▶ OBJETIVO DA TAREFA
Reescreva o trecho do texto sobre os costumes à mesa na China que vai de "Meus filhos, laowais, já" até "mais pessoas juntas.", inclusive, substituindo "escorpião" por "gafanhoto".

▶ TEXTO FORNECIDO

▼

Meus filhos, laowais, já comeram escorpião. A chinesa que trabalha comigo nunca nem sequer pensou em experimentar… olha que coisa! =]

E, de repente soltou: ‘ok, mas o que mais você fala???’ uiiii.

Sobre os hábitos, a cultura, respondi. Por exemplo, o arrotar na mesa é uma coisa supernormal aqui, não é? Sim, ela respondeu. Então… No Brasil, e no mundo ocidental de modo geral, isso é uma tremenda falta de educação. Não se faz isso na mesa, nem em lugar nenhum que haja mais pessoas juntas.

Gente… Eu deveria ter filmado essa conversa, juro. Se soubesse que a coisa iria para esse lado, teria feito, porque nunca vou conseguir descrever a expressão dela no diálogo a seguir.

– Como assim??? – Ela perguntou com olhos arregalados? – E quando você está satisfeito, como demonstra? E quando você gosta da comida que a pessoa fez para você, como ela vai saber? E se seu corpo precisa colocar para fora a ‘satisfação’? O corpo pede isso… Como vocês fazem?

Tentei explicar (para ela, o inexplicável) que da mesma forma que nós abraçamos e beijamos pessoas que acabamos de conhecer, e isso é algo não muito aceito na China, principalmente entre homens e mulheres, o arrotar era algo não muito aceito na nossa cultura. Só os bebês eram estimulados a arrotar, porque não podem fazer diferente. E ponto. Então ela, super pensativa, solta essa:

– Então se eu for para o Brasil, ou Estados Unidos, e arrotar na mesa, vou ser mal educada?

▲

▶ TRECHOS DOS REGISTROS
▼

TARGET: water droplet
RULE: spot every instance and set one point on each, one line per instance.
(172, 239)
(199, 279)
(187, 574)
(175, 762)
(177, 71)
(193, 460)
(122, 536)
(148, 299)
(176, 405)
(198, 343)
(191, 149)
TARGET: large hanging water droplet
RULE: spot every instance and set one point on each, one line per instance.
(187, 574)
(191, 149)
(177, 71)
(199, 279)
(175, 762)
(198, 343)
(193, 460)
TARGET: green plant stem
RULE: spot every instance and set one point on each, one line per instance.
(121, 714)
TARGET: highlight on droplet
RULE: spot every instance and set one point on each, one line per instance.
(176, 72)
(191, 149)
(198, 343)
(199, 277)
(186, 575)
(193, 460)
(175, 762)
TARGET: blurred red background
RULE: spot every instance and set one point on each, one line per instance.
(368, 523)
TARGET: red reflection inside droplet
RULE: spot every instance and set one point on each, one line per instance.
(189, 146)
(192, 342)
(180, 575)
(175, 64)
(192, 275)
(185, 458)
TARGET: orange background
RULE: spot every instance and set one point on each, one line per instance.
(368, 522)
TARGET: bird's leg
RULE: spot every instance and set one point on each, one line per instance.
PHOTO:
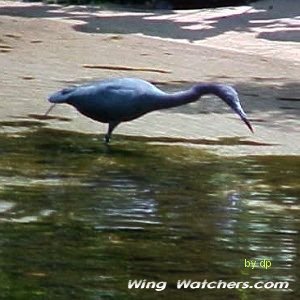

▲

▶ TAREFA CONCLUÍDA
Meus filhos, laowais, já comeram gafanhoto. A chinesa que trabalha comigo nunca nem sequer pensou em experimentar… olha que coisa! =]

E, de repente soltou: ‘ok, mas o que mais você fala???’ uiiii.

Sobre os hábitos, a cultura, respondi. Por exemplo, o arrotar na mesa é uma coisa supernormal aqui, não é? Sim, ela respondeu. Então… No Brasil, e no mundo ocidental de modo geral, isso é uma tremenda falta de educação. Não se faz isso na mesa, nem em lugar nenhum que haja mais pessoas juntas.